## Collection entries
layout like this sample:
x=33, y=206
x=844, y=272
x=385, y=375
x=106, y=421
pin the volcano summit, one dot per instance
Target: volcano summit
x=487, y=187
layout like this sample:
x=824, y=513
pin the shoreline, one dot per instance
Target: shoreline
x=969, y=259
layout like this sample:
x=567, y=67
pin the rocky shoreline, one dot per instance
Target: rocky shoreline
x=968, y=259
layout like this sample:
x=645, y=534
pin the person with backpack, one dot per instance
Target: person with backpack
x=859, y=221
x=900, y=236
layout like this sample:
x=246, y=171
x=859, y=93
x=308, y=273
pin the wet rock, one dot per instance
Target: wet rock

## What is being asked
Every single entry above has to be copied exactly.

## Result
layout like this sample:
x=33, y=206
x=844, y=272
x=385, y=375
x=106, y=421
pin the volcano summit, one dot per instance
Target: volcano summit
x=487, y=187
layout like this sample:
x=824, y=513
pin the shoreline, one dot per instance
Target: shoreline
x=969, y=259
layout like this sample:
x=567, y=67
pin the rocky shoreline, one dot per instance
Target: rocky shoreline
x=968, y=259
layout like this sample:
x=645, y=534
pin the person with backpack, one dot per instance
Target: person with backpack
x=859, y=221
x=900, y=236
layout like this sample:
x=246, y=171
x=859, y=93
x=308, y=273
pin the wet rock, one dot per instance
Target: wet rock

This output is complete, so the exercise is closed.